─── Data provided
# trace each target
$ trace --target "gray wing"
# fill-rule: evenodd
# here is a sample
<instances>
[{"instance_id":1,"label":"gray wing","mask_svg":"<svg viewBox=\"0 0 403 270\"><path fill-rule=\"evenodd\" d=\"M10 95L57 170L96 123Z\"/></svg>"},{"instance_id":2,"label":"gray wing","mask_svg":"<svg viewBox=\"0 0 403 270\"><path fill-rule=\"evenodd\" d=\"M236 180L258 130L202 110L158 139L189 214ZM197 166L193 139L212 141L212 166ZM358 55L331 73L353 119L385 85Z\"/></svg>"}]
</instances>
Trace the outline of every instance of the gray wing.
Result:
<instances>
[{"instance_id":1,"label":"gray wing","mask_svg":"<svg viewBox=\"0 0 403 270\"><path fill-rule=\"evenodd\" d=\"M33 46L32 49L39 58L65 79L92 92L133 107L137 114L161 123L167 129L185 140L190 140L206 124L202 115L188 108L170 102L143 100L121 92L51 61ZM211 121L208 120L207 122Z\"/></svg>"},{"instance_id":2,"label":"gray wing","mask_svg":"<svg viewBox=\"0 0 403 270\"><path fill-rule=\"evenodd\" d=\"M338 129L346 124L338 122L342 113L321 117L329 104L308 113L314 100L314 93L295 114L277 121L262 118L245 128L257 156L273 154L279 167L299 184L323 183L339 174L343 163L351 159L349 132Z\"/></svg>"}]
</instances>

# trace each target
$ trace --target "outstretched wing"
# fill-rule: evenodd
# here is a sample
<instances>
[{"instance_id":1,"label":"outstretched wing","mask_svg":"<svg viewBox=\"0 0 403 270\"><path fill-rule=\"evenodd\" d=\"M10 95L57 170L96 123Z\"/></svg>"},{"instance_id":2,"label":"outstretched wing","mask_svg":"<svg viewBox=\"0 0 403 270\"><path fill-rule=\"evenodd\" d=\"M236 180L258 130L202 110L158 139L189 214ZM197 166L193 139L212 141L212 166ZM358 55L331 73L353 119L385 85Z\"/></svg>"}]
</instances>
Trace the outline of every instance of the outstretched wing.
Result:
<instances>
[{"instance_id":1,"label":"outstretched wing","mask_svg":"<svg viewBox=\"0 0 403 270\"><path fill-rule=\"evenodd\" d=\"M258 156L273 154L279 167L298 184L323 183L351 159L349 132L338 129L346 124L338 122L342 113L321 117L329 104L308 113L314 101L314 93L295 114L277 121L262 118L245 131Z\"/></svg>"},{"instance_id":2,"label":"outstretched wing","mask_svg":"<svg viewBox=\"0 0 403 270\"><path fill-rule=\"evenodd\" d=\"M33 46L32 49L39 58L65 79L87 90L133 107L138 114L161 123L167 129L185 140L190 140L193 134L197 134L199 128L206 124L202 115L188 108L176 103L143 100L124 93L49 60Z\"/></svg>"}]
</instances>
──────
Work to be completed ->
Reproduce every row above character for character, without changing anything.

Task response ->
# trace each target
$ trace --target "gray wing"
# fill-rule: evenodd
# here is a sample
<instances>
[{"instance_id":1,"label":"gray wing","mask_svg":"<svg viewBox=\"0 0 403 270\"><path fill-rule=\"evenodd\" d=\"M10 95L57 170L96 123Z\"/></svg>"},{"instance_id":2,"label":"gray wing","mask_svg":"<svg viewBox=\"0 0 403 270\"><path fill-rule=\"evenodd\" d=\"M236 180L258 130L202 110L158 139L189 214ZM197 166L193 139L212 141L212 166ZM358 55L331 73L353 119L385 85Z\"/></svg>"}]
</instances>
Trace the outline of every instance of the gray wing.
Result:
<instances>
[{"instance_id":1,"label":"gray wing","mask_svg":"<svg viewBox=\"0 0 403 270\"><path fill-rule=\"evenodd\" d=\"M33 46L32 49L39 58L65 79L92 92L133 107L137 114L161 123L167 129L185 140L190 140L206 124L202 115L188 108L170 102L143 100L121 92L51 61ZM211 121L208 120L207 122Z\"/></svg>"},{"instance_id":2,"label":"gray wing","mask_svg":"<svg viewBox=\"0 0 403 270\"><path fill-rule=\"evenodd\" d=\"M338 129L346 124L338 122L342 113L321 117L329 104L308 113L314 100L314 93L295 114L277 121L262 118L245 128L257 156L273 154L279 167L299 184L323 183L339 174L343 163L351 159L349 132Z\"/></svg>"}]
</instances>

# trace each target
$ trace --target "outstretched wing"
# fill-rule: evenodd
# here is a sample
<instances>
[{"instance_id":1,"label":"outstretched wing","mask_svg":"<svg viewBox=\"0 0 403 270\"><path fill-rule=\"evenodd\" d=\"M10 95L57 170L96 123Z\"/></svg>"},{"instance_id":2,"label":"outstretched wing","mask_svg":"<svg viewBox=\"0 0 403 270\"><path fill-rule=\"evenodd\" d=\"M236 180L258 130L202 110L158 139L189 214ZM197 166L193 139L212 141L212 166ZM358 55L331 73L353 119L385 85Z\"/></svg>"}]
</instances>
Trace the outline of every instance of the outstretched wing.
Result:
<instances>
[{"instance_id":1,"label":"outstretched wing","mask_svg":"<svg viewBox=\"0 0 403 270\"><path fill-rule=\"evenodd\" d=\"M258 156L273 154L279 167L298 184L323 183L351 159L349 132L338 129L346 124L338 122L342 113L321 117L329 104L308 113L314 101L314 93L295 114L277 121L262 118L245 131Z\"/></svg>"},{"instance_id":2,"label":"outstretched wing","mask_svg":"<svg viewBox=\"0 0 403 270\"><path fill-rule=\"evenodd\" d=\"M33 46L32 49L39 58L65 79L87 90L133 107L138 114L161 123L167 129L185 140L190 140L193 134L197 134L199 128L206 124L202 115L188 108L176 103L143 100L124 93L49 60Z\"/></svg>"}]
</instances>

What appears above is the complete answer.